■ EXTRACTO DEL DOCUMENTO:
★ ★ ★ ★ ★
La explicación médica a su impotencia
Un completo diagnosticó de Gregorio Marañón, en 1931, plantea que el monarca sufría «displásico eunucoide con reacción acromegálica» de carácter hereditario, según la nomenclatura de la época, que no solo entorpeció el completo desarrollo sexual del Rey sino que le provocó ser estéril. No obstante, el urólogo Emilio Maganto Pavón en su obra «Enrique IV de Castilla (1454-1474). Un singular enfermo urológico» considera que el diagnóstico del célebre investigador es incompleto y señala que el origen del desorden hormonal era más bien un síndrome de neoplasia endocrina múltiple (MEN) producido por un tumor hipofisario productor de la hormona del crecimiento y la prolactina. Ambos coincidían, a grandes rasgos, en que aEnrique le costaba tener erecciones por razones anatómicas.
★ ★ ★ ★ ★
■ EXTRACTOS DEL MATERIAL:

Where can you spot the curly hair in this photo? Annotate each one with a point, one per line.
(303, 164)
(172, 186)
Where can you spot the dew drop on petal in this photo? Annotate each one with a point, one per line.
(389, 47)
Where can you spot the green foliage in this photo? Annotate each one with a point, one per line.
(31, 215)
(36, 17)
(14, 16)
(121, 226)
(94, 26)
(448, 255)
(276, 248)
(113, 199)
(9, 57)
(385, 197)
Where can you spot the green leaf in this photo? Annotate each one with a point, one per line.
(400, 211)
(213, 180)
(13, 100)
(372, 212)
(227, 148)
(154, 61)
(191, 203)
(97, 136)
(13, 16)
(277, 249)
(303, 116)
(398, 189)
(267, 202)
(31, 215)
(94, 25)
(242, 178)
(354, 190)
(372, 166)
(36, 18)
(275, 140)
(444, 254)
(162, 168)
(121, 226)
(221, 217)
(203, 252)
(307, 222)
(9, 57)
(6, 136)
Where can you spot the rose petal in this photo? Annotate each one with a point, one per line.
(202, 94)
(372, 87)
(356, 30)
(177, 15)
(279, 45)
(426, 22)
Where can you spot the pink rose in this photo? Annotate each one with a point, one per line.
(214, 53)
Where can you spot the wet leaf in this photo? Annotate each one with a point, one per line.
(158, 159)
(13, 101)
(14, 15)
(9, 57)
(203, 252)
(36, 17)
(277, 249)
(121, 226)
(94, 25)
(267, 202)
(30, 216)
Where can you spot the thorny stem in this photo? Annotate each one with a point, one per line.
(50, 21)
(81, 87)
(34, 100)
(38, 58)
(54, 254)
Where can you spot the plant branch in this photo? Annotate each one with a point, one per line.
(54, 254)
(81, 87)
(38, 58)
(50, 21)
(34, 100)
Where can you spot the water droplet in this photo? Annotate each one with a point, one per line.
★ ★ ★ ★ ★
■ INSTRUCCIONES: Enumera todos los años que aparecen en el texto sobre la impotencia de Enrique IV.

■ RESULTADO: 1931, 1454, 1474